▶ **The records**
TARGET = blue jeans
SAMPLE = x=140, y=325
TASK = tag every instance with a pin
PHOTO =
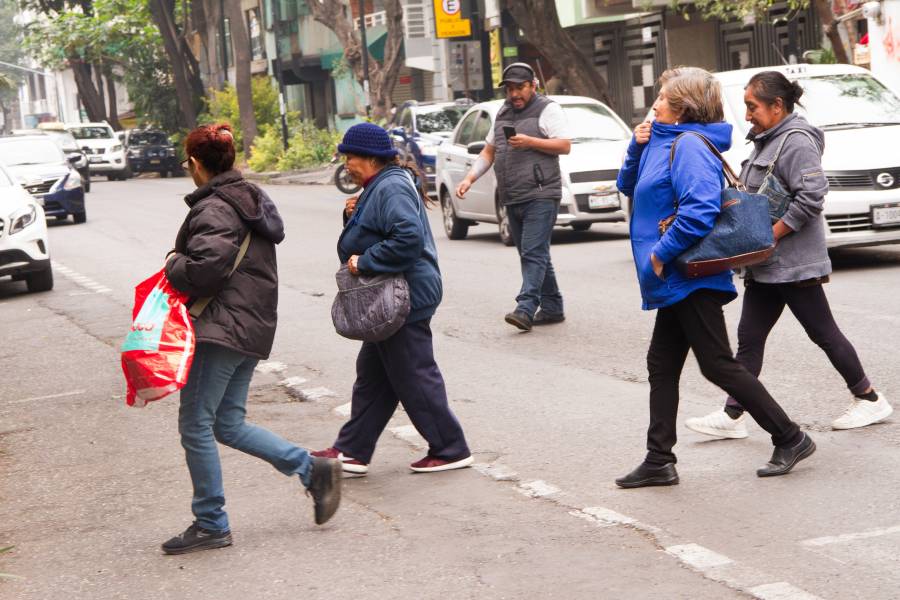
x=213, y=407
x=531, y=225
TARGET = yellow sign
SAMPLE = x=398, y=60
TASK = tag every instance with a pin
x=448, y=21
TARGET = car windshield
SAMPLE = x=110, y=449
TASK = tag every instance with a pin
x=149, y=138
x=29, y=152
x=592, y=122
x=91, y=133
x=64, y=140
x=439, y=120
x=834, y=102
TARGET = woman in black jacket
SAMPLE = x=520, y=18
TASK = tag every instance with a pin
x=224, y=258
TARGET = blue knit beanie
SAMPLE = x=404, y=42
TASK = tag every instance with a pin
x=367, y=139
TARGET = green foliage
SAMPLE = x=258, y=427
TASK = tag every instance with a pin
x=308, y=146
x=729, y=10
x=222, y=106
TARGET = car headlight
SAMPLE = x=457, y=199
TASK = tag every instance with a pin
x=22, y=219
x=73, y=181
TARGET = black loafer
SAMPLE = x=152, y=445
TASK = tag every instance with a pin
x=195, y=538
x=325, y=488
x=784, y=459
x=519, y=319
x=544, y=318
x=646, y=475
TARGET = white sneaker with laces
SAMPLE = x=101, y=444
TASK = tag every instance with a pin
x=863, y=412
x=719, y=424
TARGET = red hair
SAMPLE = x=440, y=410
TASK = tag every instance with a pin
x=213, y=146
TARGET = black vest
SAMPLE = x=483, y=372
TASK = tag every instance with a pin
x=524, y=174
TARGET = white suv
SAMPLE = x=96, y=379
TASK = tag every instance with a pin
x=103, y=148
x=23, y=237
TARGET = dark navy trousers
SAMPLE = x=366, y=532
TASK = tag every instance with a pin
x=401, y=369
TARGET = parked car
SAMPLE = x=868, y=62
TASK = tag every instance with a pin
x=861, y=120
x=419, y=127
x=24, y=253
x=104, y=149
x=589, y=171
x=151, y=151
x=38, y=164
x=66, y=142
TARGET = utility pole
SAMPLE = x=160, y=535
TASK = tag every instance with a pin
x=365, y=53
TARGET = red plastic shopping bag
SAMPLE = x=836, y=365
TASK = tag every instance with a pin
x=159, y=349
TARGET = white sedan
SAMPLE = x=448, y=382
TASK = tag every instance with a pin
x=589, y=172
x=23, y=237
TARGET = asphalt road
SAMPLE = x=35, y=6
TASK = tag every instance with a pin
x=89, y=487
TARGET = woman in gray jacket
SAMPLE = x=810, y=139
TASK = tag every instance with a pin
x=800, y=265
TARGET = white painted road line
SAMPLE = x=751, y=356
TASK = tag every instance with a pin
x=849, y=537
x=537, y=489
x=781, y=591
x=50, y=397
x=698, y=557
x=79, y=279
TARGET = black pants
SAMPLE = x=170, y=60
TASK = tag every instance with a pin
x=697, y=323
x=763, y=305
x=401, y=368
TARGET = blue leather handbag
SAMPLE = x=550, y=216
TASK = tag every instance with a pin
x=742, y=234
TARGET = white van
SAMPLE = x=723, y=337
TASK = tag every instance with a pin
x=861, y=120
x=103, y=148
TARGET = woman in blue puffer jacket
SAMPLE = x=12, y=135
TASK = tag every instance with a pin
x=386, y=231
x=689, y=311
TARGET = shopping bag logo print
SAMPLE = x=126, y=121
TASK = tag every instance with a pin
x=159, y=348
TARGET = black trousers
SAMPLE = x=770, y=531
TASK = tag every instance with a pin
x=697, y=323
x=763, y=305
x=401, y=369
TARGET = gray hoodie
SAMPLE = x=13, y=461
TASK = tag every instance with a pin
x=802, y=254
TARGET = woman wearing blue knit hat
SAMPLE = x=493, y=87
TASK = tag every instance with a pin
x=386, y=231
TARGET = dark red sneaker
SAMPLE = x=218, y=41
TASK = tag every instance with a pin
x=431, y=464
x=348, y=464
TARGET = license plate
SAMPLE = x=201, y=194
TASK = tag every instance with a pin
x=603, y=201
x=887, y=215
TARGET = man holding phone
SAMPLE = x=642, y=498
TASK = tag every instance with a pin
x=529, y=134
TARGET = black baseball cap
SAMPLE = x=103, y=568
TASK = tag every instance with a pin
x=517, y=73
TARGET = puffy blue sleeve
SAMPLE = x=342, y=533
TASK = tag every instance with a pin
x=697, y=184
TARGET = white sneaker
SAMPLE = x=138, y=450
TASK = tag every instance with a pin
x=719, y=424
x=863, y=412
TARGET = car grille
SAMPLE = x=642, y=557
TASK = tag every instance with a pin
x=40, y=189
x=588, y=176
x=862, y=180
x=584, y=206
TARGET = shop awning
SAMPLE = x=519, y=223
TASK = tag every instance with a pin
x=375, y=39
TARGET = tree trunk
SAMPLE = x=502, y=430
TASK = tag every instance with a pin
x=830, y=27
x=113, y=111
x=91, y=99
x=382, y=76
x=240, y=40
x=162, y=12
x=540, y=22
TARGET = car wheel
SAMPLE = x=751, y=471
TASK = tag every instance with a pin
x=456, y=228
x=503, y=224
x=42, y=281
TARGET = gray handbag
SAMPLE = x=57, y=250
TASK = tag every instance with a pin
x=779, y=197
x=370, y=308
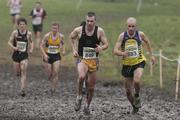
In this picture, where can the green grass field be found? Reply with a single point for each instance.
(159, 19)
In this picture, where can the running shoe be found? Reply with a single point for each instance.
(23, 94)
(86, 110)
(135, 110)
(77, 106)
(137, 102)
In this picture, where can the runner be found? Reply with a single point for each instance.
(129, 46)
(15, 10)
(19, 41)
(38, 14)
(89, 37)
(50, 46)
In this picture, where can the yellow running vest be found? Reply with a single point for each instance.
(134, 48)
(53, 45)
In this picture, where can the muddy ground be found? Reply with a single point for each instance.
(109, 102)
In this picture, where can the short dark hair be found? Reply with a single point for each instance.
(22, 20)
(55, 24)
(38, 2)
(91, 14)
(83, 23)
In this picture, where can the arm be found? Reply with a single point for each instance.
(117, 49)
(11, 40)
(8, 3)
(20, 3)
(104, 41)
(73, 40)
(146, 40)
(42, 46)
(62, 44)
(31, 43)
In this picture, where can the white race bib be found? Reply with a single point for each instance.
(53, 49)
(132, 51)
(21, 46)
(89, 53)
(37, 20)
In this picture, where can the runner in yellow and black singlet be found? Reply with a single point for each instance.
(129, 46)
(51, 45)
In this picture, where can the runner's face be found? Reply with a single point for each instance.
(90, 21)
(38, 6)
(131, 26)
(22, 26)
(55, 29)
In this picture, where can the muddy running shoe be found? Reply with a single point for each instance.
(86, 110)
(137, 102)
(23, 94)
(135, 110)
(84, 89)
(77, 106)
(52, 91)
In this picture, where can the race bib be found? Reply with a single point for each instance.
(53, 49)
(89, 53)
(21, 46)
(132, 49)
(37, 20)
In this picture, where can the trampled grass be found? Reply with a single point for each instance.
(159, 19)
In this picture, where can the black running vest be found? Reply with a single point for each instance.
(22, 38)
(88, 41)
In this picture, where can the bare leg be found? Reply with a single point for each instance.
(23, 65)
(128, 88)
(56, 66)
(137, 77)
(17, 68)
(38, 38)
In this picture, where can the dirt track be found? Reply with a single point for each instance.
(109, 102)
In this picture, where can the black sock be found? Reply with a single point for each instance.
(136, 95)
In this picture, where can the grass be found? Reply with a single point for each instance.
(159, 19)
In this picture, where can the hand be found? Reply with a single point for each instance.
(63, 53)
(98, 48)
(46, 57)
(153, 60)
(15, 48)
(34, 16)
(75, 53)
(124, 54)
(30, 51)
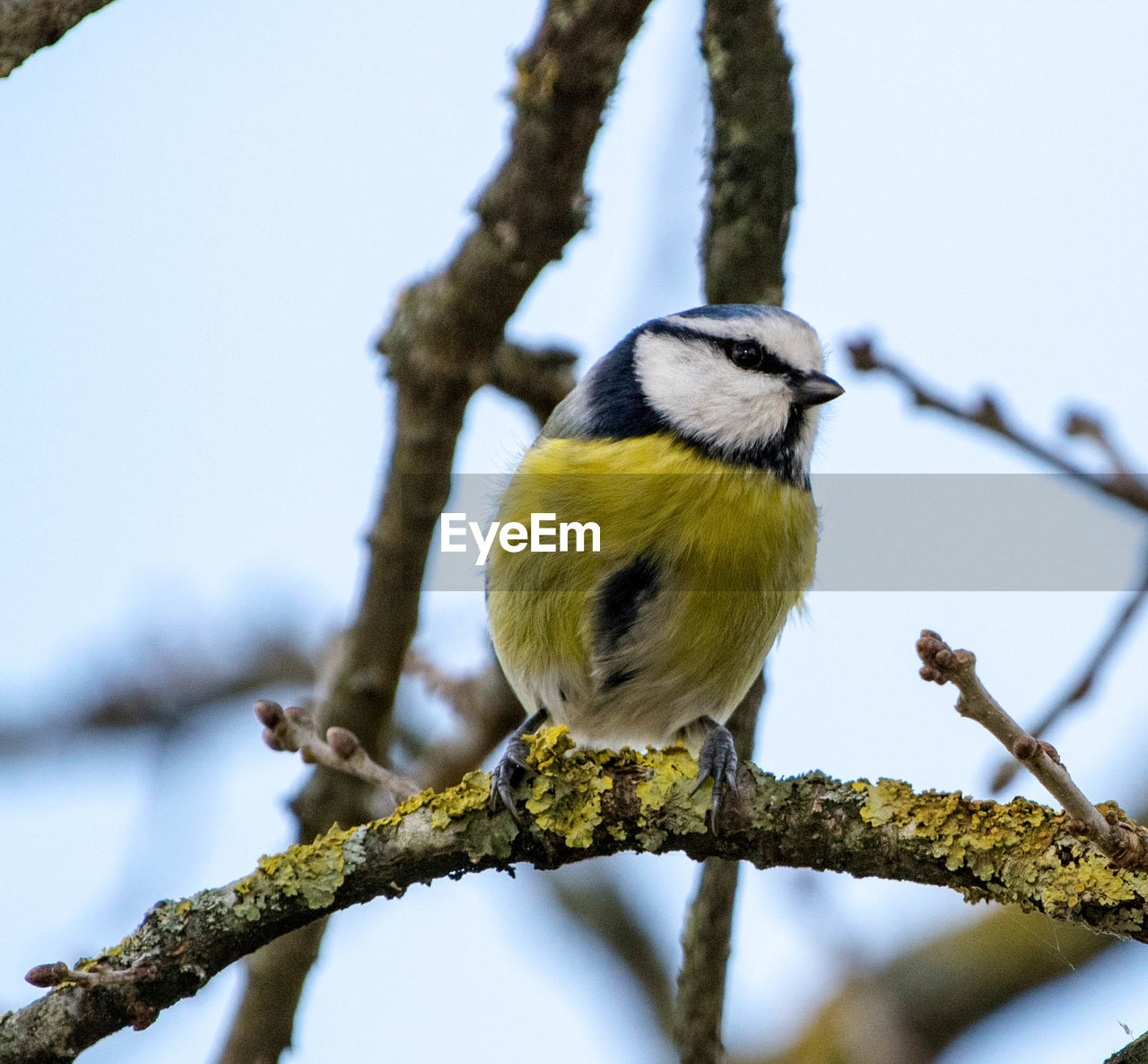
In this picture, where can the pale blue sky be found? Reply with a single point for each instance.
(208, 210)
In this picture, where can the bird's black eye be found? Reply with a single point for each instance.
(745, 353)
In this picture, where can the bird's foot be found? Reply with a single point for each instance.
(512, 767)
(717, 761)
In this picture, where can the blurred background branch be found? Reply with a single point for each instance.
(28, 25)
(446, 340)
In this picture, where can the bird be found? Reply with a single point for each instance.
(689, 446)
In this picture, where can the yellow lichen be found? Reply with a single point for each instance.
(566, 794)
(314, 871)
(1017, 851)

* * *

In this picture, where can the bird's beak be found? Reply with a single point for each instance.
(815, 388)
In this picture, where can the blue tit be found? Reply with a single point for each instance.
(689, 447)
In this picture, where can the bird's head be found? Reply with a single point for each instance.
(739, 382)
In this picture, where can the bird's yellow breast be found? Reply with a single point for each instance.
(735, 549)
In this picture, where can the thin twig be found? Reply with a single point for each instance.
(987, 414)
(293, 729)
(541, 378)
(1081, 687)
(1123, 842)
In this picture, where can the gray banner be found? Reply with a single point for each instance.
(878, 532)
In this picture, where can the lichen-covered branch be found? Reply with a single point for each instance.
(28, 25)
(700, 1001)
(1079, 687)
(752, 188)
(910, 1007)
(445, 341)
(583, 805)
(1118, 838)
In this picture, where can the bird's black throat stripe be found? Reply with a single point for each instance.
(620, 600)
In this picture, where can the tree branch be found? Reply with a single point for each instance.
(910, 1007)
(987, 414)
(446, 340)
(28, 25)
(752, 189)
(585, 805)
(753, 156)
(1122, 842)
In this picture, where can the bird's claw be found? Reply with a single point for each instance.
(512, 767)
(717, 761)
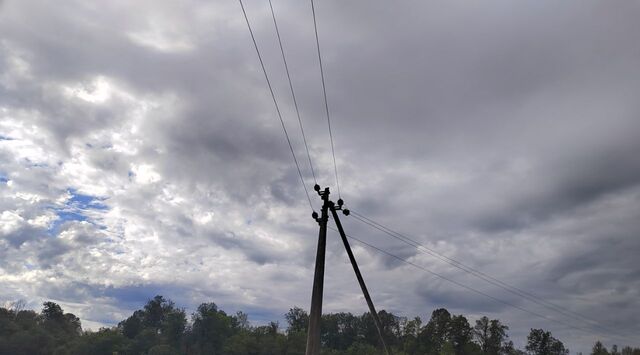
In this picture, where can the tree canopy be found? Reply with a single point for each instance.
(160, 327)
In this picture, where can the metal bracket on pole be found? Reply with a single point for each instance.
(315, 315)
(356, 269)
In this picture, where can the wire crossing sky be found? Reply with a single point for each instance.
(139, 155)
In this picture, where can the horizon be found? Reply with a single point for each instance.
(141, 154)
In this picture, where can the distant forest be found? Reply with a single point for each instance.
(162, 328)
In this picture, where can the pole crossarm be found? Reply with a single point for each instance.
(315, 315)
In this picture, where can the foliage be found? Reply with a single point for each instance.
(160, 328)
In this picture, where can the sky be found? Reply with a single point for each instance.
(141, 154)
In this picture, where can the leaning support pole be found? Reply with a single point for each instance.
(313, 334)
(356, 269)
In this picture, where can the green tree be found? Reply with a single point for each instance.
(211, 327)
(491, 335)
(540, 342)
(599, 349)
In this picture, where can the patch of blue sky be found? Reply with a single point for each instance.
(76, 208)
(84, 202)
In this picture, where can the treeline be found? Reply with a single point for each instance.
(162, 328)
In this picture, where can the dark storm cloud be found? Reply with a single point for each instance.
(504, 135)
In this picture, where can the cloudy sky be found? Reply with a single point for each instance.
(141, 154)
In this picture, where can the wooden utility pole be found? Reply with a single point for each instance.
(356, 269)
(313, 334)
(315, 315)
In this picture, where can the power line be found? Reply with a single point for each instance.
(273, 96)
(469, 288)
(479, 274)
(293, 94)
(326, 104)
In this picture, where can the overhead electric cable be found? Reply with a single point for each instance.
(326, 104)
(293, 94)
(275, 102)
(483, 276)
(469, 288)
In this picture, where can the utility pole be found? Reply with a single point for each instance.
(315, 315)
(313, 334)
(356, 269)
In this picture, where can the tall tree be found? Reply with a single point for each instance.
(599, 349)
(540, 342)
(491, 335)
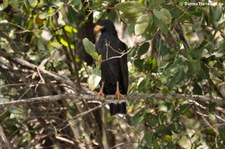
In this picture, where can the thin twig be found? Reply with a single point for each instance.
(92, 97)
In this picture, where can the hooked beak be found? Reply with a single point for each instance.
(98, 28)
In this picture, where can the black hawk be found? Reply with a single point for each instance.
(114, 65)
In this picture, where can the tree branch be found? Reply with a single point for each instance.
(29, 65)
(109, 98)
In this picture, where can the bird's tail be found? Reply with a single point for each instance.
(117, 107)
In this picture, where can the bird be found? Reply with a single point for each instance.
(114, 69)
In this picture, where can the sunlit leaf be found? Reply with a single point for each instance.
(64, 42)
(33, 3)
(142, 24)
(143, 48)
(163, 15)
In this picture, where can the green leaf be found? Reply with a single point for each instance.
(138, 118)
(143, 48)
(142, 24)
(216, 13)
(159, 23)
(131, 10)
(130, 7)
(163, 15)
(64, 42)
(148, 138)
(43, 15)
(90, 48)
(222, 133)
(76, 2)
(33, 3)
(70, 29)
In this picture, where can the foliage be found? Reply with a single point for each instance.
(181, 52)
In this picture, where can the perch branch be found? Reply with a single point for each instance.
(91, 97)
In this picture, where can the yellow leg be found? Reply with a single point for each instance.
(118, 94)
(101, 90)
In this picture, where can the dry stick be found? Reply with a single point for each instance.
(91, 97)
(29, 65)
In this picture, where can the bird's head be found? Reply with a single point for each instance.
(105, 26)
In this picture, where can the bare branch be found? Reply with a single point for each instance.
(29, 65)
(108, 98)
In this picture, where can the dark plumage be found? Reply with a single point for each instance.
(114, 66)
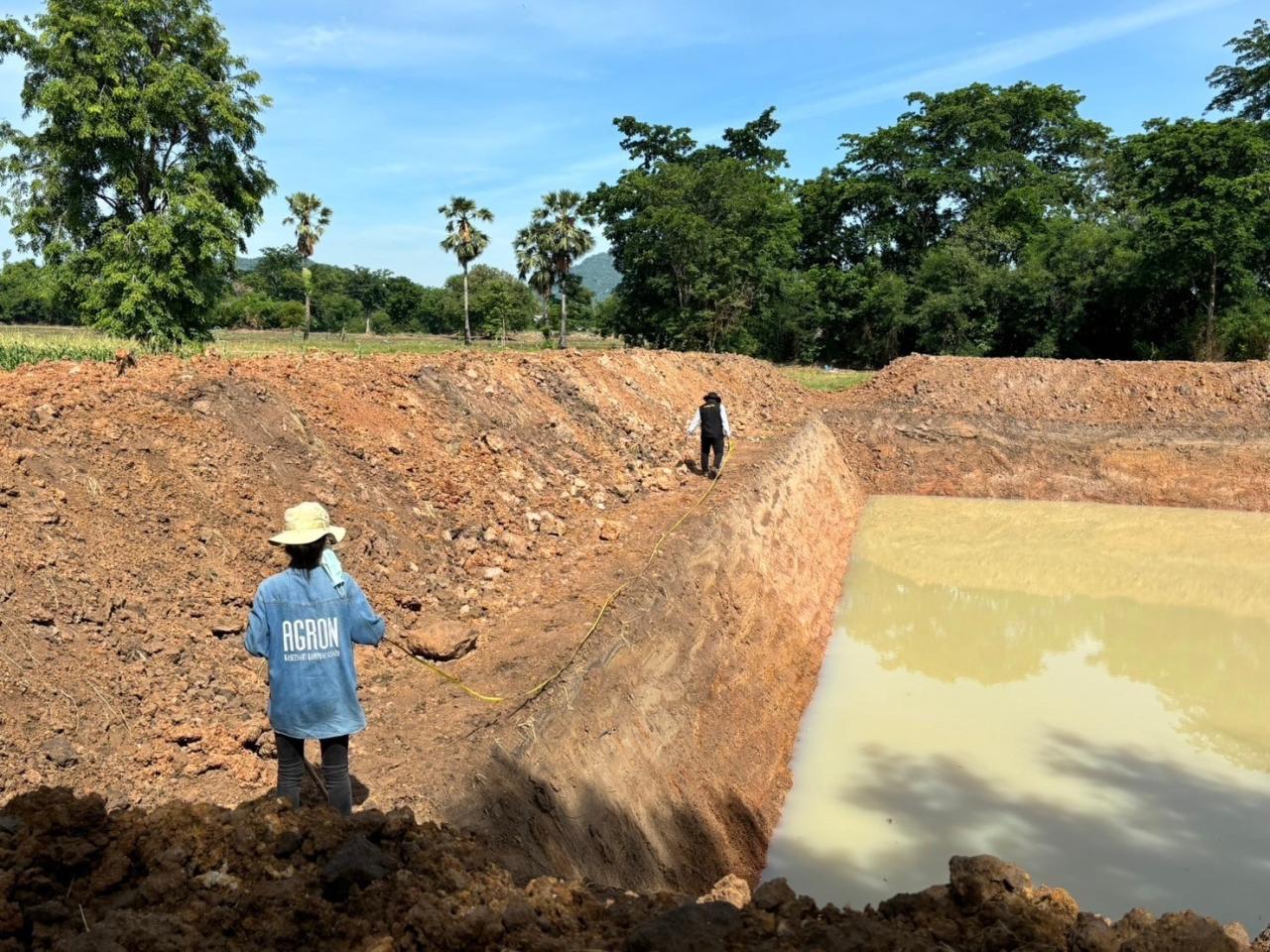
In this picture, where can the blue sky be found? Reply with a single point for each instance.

▶ **Exercise task**
Retype the listing above, starting at the line that contains "TARGET = blue jeans" and stopping after the line that contains "x=448, y=21". Leave the pictures out of your copy.

▶ **Task output**
TARGET = blue jeans
SAMPLE = x=140, y=325
TASK = tag every instance with a pin
PHOTO =
x=213, y=407
x=531, y=225
TARGET = yellow sign
SAMPLE = x=398, y=60
TASK = tag every instance with a pin
x=448, y=21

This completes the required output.